* BEGIN Supplied material *
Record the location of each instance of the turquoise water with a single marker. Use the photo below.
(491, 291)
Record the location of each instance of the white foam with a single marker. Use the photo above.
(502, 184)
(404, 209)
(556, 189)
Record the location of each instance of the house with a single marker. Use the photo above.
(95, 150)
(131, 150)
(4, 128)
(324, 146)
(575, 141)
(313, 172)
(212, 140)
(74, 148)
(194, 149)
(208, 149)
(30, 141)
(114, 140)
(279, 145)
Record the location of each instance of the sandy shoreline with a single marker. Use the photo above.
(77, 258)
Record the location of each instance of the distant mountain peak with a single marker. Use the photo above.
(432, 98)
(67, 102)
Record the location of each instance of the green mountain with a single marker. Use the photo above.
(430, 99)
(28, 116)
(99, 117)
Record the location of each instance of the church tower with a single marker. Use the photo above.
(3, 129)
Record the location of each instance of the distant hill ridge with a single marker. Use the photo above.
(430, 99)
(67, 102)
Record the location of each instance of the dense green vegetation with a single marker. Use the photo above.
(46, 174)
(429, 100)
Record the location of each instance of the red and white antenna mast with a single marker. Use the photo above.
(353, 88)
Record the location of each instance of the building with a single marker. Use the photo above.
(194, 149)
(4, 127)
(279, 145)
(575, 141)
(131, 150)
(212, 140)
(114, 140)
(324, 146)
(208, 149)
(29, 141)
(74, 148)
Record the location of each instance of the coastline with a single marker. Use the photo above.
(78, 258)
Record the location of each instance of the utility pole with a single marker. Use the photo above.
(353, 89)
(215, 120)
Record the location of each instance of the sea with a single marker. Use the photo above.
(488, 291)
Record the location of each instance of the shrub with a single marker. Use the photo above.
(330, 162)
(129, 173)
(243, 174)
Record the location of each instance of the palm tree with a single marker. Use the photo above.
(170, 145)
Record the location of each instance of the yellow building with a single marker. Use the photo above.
* END Supplied material *
• Task directions
Write out every line of the material above again, word for word and in the same order.

• Exercise output
Record the location of each instance of the turquoise water with a single marker. Use the photo below.
(491, 291)
Record the location of each instance of the white foam with a single marker. Use the photo above.
(502, 184)
(404, 209)
(556, 189)
Record the location of each instance of the house with a single marker. Use the photo above.
(95, 150)
(131, 150)
(4, 128)
(324, 146)
(575, 141)
(313, 172)
(212, 140)
(74, 148)
(194, 149)
(208, 149)
(30, 141)
(114, 140)
(279, 145)
Record the location of each instance of the sandy shoreline with a single marker. Use the photo above.
(77, 258)
Record the location of each instance of the distant mountain peak with a single marker. Use the photo above.
(432, 98)
(67, 102)
Record the location of each instance of the green mountain with a single marker. Use the photo above.
(430, 99)
(28, 116)
(99, 117)
Record the location of each instance of the church tower with a single marker. Use the photo above.
(3, 129)
Record the location of each instance of the distant hill ridge with a single marker. Use the photo above.
(430, 99)
(67, 102)
Record the location of each instance of the dense green vegetation with a single marker. Use the photo above.
(46, 174)
(429, 100)
Record the location of each instance of the red and white antenna mast with a single marker. Use the photo above.
(353, 88)
Record the location of each instance of the building with a single marker. Use the photo above.
(194, 149)
(4, 127)
(279, 145)
(575, 141)
(131, 150)
(212, 140)
(114, 140)
(324, 146)
(208, 149)
(29, 141)
(74, 148)
Record the location of each instance of the coastline with a single marker. Use the photo above.
(78, 258)
Record the location of each instance of the utility pole with a single marker. Use the photo above.
(353, 89)
(215, 120)
Record the location of each instance of the sea with a single marker. Use the photo above.
(488, 291)
Record the location of each instance of the shrub with a single marker. Use the photo above.
(330, 162)
(129, 173)
(243, 174)
Record the location of each instance of the palm tree with a single marker. Use the photo above.
(170, 145)
Record the location of each instance of the yellow building with a single marker. Use the photo above.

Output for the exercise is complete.